§ **GIVEN PASSAGE**:
--- start ---
Rom. 5.12 Therefore, just as sin came into the world through one man, and death through sin, and so death spread to all men because all sinned—
Rom. 6.23 For the wages of sin is death,
Rom. 8.2 For the law of the Spirit of life has set you free in Christ Jesus from the law of sin and death.
ii).Other Effects: The actual effects of sin in humanity are certainly too numerous to list but we would all agree that pride and selfishness, deceit, restlessness, harmful competition, inability to empathize or love, lack of compassion, denial of responsibility, hatred, greed, lust, and a host of other negatives in human society can be traced back to the corruption each of Adam’s posterity has inherited. Left to itself, the human animal will present personal characteristics that are hurtful to self and hazardous to others. Some will evidence this more than others but no one is able, apart from God’s redemptive love, to subdue all the harmful characteristics that spring from the soil of inherited corruption.
B. The effects of sin on the sinner spiritually:
i) Separation from God:
Gen. 3.22 Then the LORD God said, “Behold, the man has become like one of us in knowing good and evil. Now, lest he reach out his hand and take also of the tree of life and eat, and live forever—” 23 therefore the LORD God sent him out from the garden of Eden to work the ground from which he was taken. 24 He drove out the man, and at the east of the garden of Eden he placed the cherubim and a flaming sword that turned every way to guard the way to the tree of life.
--- end ---
§ **GIVEN DATA**:
--- start ---
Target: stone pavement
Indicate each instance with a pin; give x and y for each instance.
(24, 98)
--- end ---
Copy out the passage on the effects of sin in full, word for word.

§ **REPLY**:
Rom. 5.12 Therefore, just as sin came into the world through one man, and death through sin, and so death spread to all men because all sinned—
Rom. 6.23 For the wages of sin is death,
Rom. 8.2 For the law of the Spirit of life has set you free in Christ Jesus from the law of sin and death.
ii).Other Effects: The actual effects of sin in humanity are certainly too numerous to list but we would all agree that pride and selfishness, deceit, restlessness, harmful competition, inability to empathize or love, lack of compassion, denial of responsibility, hatred, greed, lust, and a host of other negatives in human society can be traced back to the corruption each of Adam’s posterity has inherited. Left to itself, the human animal will present personal characteristics that are hurtful to self and hazardous to others. Some will evidence this more than others but no one is able, apart from God’s redemptive love, to subdue all the harmful characteristics that spring from the soil of inherited corruption.
B. The effects of sin on the sinner spiritually:
i) Separation from God:
Gen. 3.22 Then the LORD God said, “Behold, the man has become like one of us in knowing good and evil. Now, lest he reach out his hand and take also of the tree of life and eat, and live forever—” 23 therefore the LORD God sent him out from the garden of Eden to work the ground from which he was taken. 24 He drove out the man, and at the east of the garden of Eden he placed the cherubim and a flaming sword that turned every way to guard the way to the tree of life.